AAAAUGH! I had a 3:00 meeting, after the meeting I was back at my desk and realizing, I’m feeling sick again. My chest hurts. My head hurts THIS FREAKING SUCKS!
I came home and took medicine and a short nap. And I’m a wee better, but coughy from the drippy crap going down the back of my throat into my chest.
Holy crap, when on earth am I going to feel better? Grrrr.
And in other news…
My grammy was permanently placed in the County Home today, after a few weeks of waiting for a placement.
🙁
In some ways, this is a good thing…she needs more nursing assistance than she is getting at home. And she will have LOTS of social interaction, which I think is really important.
But in other ways, geez…when did Gma get so old and so…so…sick? I’m not so sure I am ready to face these facts…this is where my Gma now lives. Lives. Never to come home…
Years ago, God, how many years? when Gpa was first placed in the home I was beside myself. I remember being in law school and working overnights and still taking the hour drive down the 90 once sometimes twice a week after class to spend time with him in the early evenings. Just to be at his side, while he sat there and watched baseball. I couldn’t STAND the thought of him being alone there.

## Stored data
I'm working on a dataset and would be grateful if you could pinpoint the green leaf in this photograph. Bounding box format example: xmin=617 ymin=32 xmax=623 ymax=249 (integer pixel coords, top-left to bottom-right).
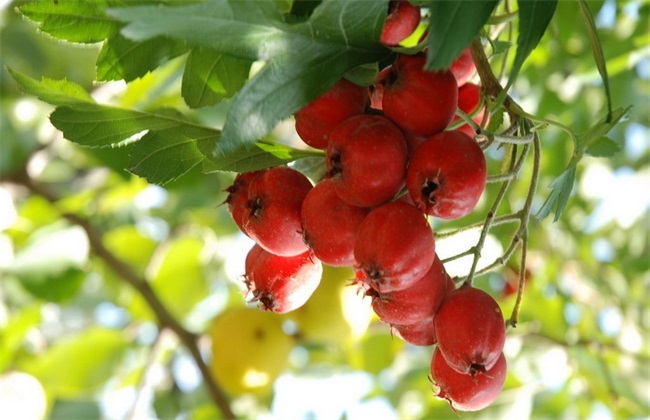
xmin=23 ymin=328 xmax=128 ymax=398
xmin=537 ymin=164 xmax=576 ymax=222
xmin=7 ymin=68 xmax=93 ymax=105
xmin=7 ymin=227 xmax=89 ymax=302
xmin=578 ymin=0 xmax=613 ymax=121
xmin=575 ymin=107 xmax=632 ymax=156
xmin=127 ymin=130 xmax=219 ymax=184
xmin=109 ymin=0 xmax=390 ymax=156
xmin=426 ymin=0 xmax=499 ymax=70
xmin=97 ymin=34 xmax=187 ymax=82
xmin=585 ymin=137 xmax=621 ymax=157
xmin=204 ymin=141 xmax=323 ymax=172
xmin=102 ymin=225 xmax=157 ymax=275
xmin=151 ymin=236 xmax=208 ymax=319
xmin=18 ymin=0 xmax=122 ymax=43
xmin=0 ymin=303 xmax=41 ymax=372
xmin=182 ymin=47 xmax=251 ymax=108
xmin=504 ymin=0 xmax=557 ymax=92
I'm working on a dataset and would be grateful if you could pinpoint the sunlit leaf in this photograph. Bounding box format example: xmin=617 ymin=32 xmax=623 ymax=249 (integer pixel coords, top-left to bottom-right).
xmin=181 ymin=47 xmax=251 ymax=108
xmin=426 ymin=0 xmax=499 ymax=70
xmin=18 ymin=0 xmax=122 ymax=43
xmin=97 ymin=34 xmax=187 ymax=82
xmin=23 ymin=328 xmax=128 ymax=398
xmin=110 ymin=0 xmax=388 ymax=155
xmin=537 ymin=165 xmax=576 ymax=222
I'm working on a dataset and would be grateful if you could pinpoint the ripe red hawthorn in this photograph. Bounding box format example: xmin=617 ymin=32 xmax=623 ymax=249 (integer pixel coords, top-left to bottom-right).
xmin=295 ymin=79 xmax=369 ymax=150
xmin=245 ymin=244 xmax=323 ymax=314
xmin=367 ymin=255 xmax=449 ymax=328
xmin=391 ymin=318 xmax=436 ymax=346
xmin=406 ymin=130 xmax=487 ymax=219
xmin=382 ymin=53 xmax=458 ymax=136
xmin=326 ymin=115 xmax=407 ymax=207
xmin=301 ymin=179 xmax=370 ymax=267
xmin=242 ymin=166 xmax=312 ymax=256
xmin=225 ymin=171 xmax=262 ymax=231
xmin=379 ymin=0 xmax=420 ymax=47
xmin=431 ymin=347 xmax=507 ymax=411
xmin=450 ymin=47 xmax=476 ymax=86
xmin=433 ymin=286 xmax=506 ymax=376
xmin=354 ymin=201 xmax=435 ymax=293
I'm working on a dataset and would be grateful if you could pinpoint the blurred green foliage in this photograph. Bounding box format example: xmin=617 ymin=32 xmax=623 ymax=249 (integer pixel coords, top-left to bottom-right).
xmin=0 ymin=0 xmax=650 ymax=419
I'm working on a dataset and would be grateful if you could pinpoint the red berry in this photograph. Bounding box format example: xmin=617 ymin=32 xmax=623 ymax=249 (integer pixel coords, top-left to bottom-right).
xmin=379 ymin=0 xmax=420 ymax=47
xmin=354 ymin=201 xmax=435 ymax=293
xmin=246 ymin=245 xmax=323 ymax=313
xmin=450 ymin=47 xmax=476 ymax=86
xmin=431 ymin=347 xmax=507 ymax=411
xmin=406 ymin=131 xmax=487 ymax=219
xmin=433 ymin=286 xmax=506 ymax=376
xmin=454 ymin=83 xmax=490 ymax=137
xmin=243 ymin=167 xmax=312 ymax=256
xmin=368 ymin=256 xmax=449 ymax=324
xmin=301 ymin=179 xmax=370 ymax=267
xmin=382 ymin=53 xmax=458 ymax=136
xmin=368 ymin=66 xmax=392 ymax=111
xmin=225 ymin=171 xmax=262 ymax=230
xmin=391 ymin=318 xmax=436 ymax=346
xmin=295 ymin=79 xmax=368 ymax=150
xmin=326 ymin=115 xmax=407 ymax=207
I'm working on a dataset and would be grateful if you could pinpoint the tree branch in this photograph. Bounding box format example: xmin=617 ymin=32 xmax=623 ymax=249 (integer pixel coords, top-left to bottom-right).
xmin=10 ymin=171 xmax=235 ymax=419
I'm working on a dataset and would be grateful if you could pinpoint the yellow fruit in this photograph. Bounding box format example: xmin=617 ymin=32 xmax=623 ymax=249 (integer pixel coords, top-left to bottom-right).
xmin=291 ymin=264 xmax=372 ymax=344
xmin=210 ymin=307 xmax=293 ymax=394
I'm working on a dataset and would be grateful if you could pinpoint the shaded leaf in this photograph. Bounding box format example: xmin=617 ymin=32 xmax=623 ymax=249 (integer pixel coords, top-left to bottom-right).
xmin=505 ymin=0 xmax=557 ymax=91
xmin=127 ymin=130 xmax=214 ymax=184
xmin=426 ymin=0 xmax=499 ymax=70
xmin=110 ymin=0 xmax=389 ymax=156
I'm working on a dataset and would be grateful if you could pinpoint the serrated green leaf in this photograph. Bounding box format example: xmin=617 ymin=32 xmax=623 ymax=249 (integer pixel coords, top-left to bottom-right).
xmin=504 ymin=0 xmax=557 ymax=91
xmin=18 ymin=0 xmax=122 ymax=43
xmin=97 ymin=34 xmax=187 ymax=82
xmin=181 ymin=47 xmax=251 ymax=108
xmin=426 ymin=0 xmax=499 ymax=70
xmin=7 ymin=68 xmax=93 ymax=105
xmin=22 ymin=328 xmax=128 ymax=398
xmin=127 ymin=130 xmax=214 ymax=185
xmin=537 ymin=164 xmax=577 ymax=222
xmin=585 ymin=137 xmax=621 ymax=157
xmin=204 ymin=141 xmax=323 ymax=172
xmin=50 ymin=104 xmax=210 ymax=147
xmin=575 ymin=107 xmax=631 ymax=156
xmin=109 ymin=0 xmax=389 ymax=156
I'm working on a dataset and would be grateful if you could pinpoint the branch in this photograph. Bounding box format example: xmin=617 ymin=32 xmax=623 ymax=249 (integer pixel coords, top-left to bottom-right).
xmin=10 ymin=171 xmax=235 ymax=418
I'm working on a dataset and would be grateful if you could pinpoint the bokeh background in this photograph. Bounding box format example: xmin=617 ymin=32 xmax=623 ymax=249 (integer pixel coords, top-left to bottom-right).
xmin=0 ymin=0 xmax=650 ymax=419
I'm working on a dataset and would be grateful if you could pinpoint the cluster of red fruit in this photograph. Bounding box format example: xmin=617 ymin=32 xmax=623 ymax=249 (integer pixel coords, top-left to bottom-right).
xmin=226 ymin=2 xmax=506 ymax=410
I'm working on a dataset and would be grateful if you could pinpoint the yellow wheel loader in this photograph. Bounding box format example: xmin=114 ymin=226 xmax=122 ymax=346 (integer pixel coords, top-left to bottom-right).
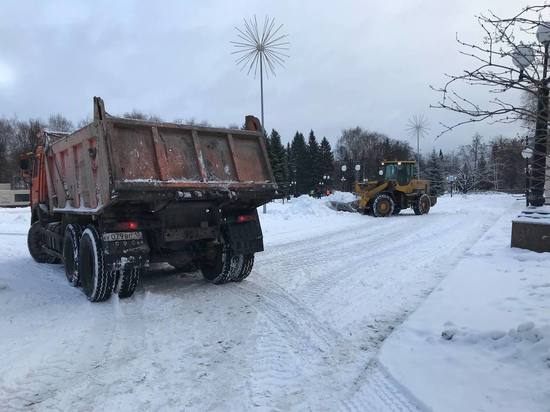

## Problem details
Copy out the entire post about being sick and the grandmother's placement in the County Home, word for word.

## Solution
AAAAUGH! I had a 3:00 meeting, after the meeting I was back at my desk and realizing, I’m feeling sick again. My chest hurts. My head hurts THIS FREAKING SUCKS!
I came home and took medicine and a short nap. And I’m a wee better, but coughy from the drippy crap going down the back of my throat into my chest.
Holy crap, when on earth am I going to feel better? Grrrr.
And in other news…
My grammy was permanently placed in the County Home today, after a few weeks of waiting for a placement.
🙁
In some ways, this is a good thing…she needs more nursing assistance than she is getting at home. And she will have LOTS of social interaction, which I think is really important.
But in other ways, geez…when did Gma get so old and so…so…sick? I’m not so sure I am ready to face these facts…this is where my Gma now lives. Lives. Never to come home…
Years ago, God, how many years? when Gpa was first placed in the home I was beside myself. I remember being in law school and working overnights and still taking the hour drive down the 90 once sometimes twice a week after class to spend time with him in the early evenings. Just to be at his side, while he sat there and watched baseball. I couldn’t STAND the thought of him being alone there.